WORK ORDER - Please reproduce each of the items below word for word, without changing anything.

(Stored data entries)
========================

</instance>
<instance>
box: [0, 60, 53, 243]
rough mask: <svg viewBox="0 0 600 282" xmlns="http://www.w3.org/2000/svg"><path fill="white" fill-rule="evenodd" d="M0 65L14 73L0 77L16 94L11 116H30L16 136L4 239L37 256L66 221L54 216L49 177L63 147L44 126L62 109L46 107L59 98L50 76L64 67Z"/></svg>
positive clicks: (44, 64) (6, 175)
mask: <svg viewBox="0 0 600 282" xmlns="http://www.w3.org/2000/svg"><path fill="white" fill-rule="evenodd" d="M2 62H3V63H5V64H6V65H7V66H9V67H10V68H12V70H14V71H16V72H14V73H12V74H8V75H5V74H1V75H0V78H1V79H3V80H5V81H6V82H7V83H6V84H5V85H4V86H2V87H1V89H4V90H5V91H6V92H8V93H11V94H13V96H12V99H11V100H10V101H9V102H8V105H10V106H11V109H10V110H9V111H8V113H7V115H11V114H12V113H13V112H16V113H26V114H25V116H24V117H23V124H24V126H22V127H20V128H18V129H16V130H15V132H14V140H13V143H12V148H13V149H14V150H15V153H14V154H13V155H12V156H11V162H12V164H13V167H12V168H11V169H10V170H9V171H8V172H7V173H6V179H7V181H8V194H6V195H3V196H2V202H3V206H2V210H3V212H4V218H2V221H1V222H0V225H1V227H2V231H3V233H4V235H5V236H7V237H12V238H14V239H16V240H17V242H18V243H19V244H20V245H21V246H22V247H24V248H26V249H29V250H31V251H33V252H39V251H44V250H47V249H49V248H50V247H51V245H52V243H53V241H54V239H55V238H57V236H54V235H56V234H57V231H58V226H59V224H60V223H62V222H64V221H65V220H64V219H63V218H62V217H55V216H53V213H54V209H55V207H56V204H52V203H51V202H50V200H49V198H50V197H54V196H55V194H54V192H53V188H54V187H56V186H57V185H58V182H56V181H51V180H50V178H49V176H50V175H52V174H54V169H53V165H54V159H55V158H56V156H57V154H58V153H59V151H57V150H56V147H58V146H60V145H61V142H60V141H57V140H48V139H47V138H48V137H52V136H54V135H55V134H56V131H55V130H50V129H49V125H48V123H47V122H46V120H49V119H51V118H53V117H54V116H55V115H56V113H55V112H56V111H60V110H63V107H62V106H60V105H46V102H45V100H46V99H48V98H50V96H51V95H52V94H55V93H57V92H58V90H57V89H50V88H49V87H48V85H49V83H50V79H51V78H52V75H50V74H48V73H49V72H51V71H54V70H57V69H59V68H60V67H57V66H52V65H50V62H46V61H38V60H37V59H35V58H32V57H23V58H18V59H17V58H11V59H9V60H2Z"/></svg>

========================

ANSWER FOR THE TASK -
</instance>
<instance>
box: [0, 60, 53, 243]
rough mask: <svg viewBox="0 0 600 282" xmlns="http://www.w3.org/2000/svg"><path fill="white" fill-rule="evenodd" d="M0 65L14 73L0 77L16 94L11 116H30L16 136L4 239L37 256L66 221L54 216L49 177L63 147L44 126L62 109L46 107L59 98L50 76L64 67Z"/></svg>
positive clicks: (44, 64) (6, 175)
mask: <svg viewBox="0 0 600 282" xmlns="http://www.w3.org/2000/svg"><path fill="white" fill-rule="evenodd" d="M2 62H3V63H5V64H6V65H7V66H9V67H10V68H12V70H14V71H16V72H14V73H12V74H8V75H5V74H1V75H0V78H1V79H3V80H5V81H6V82H7V83H6V84H5V85H4V86H2V87H1V89H4V90H5V91H6V92H8V93H11V94H13V96H12V99H11V100H10V101H9V102H8V105H10V106H11V109H10V110H9V111H8V113H7V115H11V114H12V113H13V112H16V113H26V114H25V116H24V117H23V124H24V126H22V127H20V128H18V129H16V130H15V132H14V140H13V143H12V148H13V149H14V150H15V153H14V154H13V155H12V156H11V162H12V164H13V167H12V168H11V169H10V170H9V171H8V172H7V173H6V179H7V181H8V194H6V195H3V196H2V202H3V206H2V210H3V212H4V218H2V221H1V222H0V225H1V227H2V231H3V233H4V235H5V236H7V237H12V238H14V239H16V240H17V242H18V243H19V244H20V245H21V246H22V247H24V248H26V249H29V250H31V251H33V252H39V251H44V250H47V249H49V248H50V247H51V245H52V243H53V241H54V239H55V238H57V236H54V235H56V234H57V231H58V226H59V224H60V223H62V222H64V221H65V220H64V219H63V218H62V217H55V216H53V213H54V209H55V207H56V204H52V203H51V202H50V200H49V198H50V197H54V196H55V194H54V192H53V188H54V187H56V186H57V185H58V182H56V181H51V180H50V178H49V176H50V175H52V174H54V169H53V165H54V159H55V158H56V156H57V154H58V153H59V151H57V150H56V147H58V146H60V145H61V142H60V141H57V140H48V139H47V138H48V137H52V136H54V135H55V134H56V131H55V130H50V129H49V125H48V123H47V122H46V120H49V119H51V118H53V117H54V116H55V115H56V113H55V112H56V111H60V110H63V107H62V106H60V105H46V102H45V100H46V99H48V98H50V96H51V95H52V94H55V93H57V92H58V90H57V89H50V88H49V87H48V85H49V83H50V79H51V78H52V75H50V74H48V73H49V72H51V71H54V70H57V69H59V68H60V67H57V66H52V65H50V62H46V61H38V60H37V59H35V58H32V57H23V58H18V59H17V58H11V59H9V60H2Z"/></svg>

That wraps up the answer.